• **Task instructions**
**a.** In the ISPC backend project text, which operating systems does the cross-platform deployment goal name?
**b.** List every goal that the ISPC backend project text says the backend should be able to meet under "Problem Statement."

Figure 2: ISPC's Single Program, Multiple Data (SPMD) execution model enables efficient utilization of CPU SIMD units by processing multiple data elements in parallel.
Problem Statement
The primary goal of the project was to develop a backend that could:
- Use SIMD parallelization for neural network computations
- Provide CPU-based performance better than the single-threaded CPU backend
- Maintain compatibility with existing GeNN model definitions
- Support cross-platform deployment (Windows, Linux, macOS)
- Handle complex memory access patterns required for ISPC vectorization
Project Aim & Objectives
Primary Aim
Develop a fully functional ISPC backend for GeNN that enables SIMD-accelerated neural network simulations on CPU hardware.

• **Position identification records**
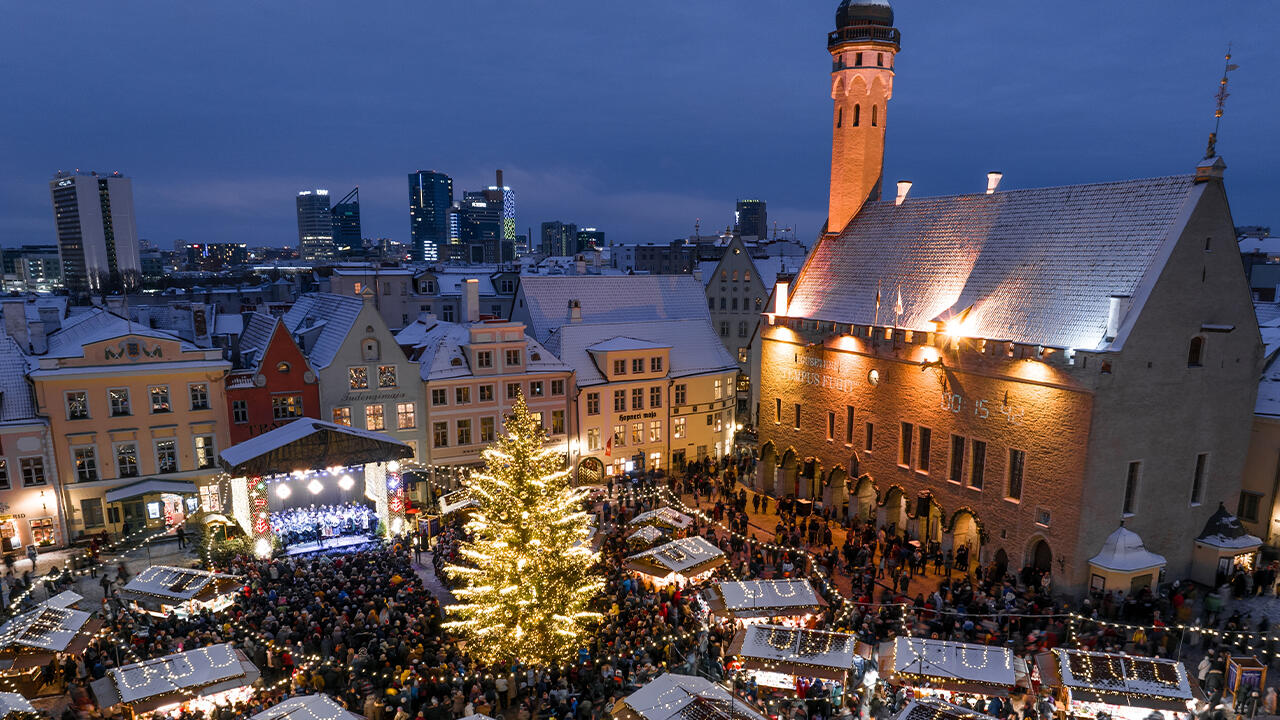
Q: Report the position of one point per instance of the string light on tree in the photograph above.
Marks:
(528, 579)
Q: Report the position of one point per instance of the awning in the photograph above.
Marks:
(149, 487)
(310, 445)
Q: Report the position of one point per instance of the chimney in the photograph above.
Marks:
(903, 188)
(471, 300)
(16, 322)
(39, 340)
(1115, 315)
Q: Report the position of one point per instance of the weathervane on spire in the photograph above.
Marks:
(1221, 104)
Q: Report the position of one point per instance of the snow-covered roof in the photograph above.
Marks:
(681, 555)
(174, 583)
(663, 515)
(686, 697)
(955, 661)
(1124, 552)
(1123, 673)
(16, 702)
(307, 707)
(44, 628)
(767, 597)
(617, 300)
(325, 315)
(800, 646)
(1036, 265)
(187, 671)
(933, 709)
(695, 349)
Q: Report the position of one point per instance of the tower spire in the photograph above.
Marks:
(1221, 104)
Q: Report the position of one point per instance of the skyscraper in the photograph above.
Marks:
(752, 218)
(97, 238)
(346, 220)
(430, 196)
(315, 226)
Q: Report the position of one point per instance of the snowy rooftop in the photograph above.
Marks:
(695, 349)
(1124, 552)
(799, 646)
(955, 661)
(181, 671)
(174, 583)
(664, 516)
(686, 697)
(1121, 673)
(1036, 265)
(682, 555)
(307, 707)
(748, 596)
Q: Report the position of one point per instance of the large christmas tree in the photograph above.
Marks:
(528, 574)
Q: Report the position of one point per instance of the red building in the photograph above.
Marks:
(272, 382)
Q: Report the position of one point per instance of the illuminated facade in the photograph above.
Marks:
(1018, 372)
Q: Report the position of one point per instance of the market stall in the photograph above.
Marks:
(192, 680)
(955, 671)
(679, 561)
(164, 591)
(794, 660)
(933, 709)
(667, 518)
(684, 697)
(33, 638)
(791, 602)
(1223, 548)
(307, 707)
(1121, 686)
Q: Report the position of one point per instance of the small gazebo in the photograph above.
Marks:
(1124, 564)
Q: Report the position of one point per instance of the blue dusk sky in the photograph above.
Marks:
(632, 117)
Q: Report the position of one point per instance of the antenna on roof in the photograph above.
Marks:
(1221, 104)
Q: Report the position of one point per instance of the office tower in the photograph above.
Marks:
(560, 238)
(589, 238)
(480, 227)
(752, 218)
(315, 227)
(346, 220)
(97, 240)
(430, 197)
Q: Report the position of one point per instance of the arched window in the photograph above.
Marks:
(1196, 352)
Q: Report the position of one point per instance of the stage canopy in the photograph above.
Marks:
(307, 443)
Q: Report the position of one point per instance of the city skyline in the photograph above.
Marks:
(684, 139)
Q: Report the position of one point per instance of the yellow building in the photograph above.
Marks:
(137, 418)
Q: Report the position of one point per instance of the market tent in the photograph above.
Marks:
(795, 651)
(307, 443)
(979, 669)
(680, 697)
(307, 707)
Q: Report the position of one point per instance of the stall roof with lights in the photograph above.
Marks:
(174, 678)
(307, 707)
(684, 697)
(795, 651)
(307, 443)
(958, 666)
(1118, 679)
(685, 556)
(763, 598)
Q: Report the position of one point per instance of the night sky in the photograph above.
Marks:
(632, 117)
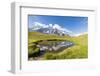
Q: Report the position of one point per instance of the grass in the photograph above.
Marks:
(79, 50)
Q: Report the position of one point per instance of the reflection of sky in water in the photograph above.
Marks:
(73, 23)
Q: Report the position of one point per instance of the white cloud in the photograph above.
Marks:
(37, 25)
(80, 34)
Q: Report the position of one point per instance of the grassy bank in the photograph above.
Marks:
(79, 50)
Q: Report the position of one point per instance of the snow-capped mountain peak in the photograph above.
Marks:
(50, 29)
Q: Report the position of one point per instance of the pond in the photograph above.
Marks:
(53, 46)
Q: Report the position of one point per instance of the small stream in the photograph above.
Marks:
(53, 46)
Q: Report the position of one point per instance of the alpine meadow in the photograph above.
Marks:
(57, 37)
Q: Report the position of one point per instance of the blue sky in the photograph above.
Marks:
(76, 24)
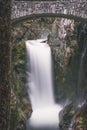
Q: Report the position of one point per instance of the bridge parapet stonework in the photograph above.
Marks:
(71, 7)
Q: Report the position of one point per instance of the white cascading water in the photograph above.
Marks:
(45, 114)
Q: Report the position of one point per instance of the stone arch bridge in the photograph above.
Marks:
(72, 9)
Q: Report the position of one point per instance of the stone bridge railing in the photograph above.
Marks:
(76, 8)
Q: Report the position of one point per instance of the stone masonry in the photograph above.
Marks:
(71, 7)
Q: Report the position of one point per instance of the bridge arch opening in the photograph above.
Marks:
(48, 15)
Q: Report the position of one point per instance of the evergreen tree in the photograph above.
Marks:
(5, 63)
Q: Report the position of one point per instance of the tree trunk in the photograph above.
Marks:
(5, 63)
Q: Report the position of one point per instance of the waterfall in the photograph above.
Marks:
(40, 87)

• **Solutions to the tasks**
**a.** Windows, Linux, and macOS.

**b.**
- Use SIMD parallelization for neural network computations
- Provide CPU-based performance better than the single-threaded CPU backend
- Maintain compatibility with existing GeNN model definitions
- Support cross-platform deployment (Windows, Linux, macOS)
- Handle complex memory access patterns required for ISPC vectorization